* [TASK STATEMENT] Filter the entries that follow, copying every line in which the word "floor" appears.

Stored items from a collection

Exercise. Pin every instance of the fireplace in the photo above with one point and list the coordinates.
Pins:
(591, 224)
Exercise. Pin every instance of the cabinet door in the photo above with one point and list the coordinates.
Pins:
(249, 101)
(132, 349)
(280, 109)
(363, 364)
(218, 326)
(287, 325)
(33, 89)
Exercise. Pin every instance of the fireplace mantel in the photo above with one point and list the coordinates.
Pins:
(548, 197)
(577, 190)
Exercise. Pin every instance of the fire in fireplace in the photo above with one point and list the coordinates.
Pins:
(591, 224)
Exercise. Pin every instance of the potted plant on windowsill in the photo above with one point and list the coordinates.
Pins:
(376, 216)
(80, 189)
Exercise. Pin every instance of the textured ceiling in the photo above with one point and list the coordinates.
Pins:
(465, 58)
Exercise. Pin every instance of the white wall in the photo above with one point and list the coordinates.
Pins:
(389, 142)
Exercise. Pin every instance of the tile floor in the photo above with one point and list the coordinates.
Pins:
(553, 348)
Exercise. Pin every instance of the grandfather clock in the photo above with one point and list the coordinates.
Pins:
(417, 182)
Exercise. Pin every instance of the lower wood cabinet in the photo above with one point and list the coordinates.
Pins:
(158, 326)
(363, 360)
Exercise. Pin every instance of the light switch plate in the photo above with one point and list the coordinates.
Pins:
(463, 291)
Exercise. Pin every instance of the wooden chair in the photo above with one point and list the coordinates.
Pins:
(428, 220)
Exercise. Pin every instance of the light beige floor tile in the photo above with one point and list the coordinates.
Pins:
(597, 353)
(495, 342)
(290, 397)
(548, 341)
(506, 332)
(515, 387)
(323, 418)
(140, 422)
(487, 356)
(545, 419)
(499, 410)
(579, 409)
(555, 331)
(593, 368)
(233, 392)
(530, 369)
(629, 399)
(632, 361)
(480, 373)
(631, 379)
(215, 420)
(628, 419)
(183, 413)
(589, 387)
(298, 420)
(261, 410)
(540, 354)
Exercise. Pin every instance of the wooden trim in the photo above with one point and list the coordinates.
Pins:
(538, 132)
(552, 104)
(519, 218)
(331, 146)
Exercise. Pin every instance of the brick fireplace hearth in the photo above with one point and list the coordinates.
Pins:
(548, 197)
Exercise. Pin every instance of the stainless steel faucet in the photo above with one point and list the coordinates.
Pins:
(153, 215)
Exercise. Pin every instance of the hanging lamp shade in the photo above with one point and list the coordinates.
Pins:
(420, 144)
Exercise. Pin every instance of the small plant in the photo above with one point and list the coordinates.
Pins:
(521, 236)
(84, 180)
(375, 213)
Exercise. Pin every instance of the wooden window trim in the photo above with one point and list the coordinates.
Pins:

* [EXERCISE RESULT]
Exercise. Pin every instance of the tile floor in the photo above with one point and list the coordinates.
Exercise. Pin every instance of the light beige floor tile in the photo above with one point and list the coordinates.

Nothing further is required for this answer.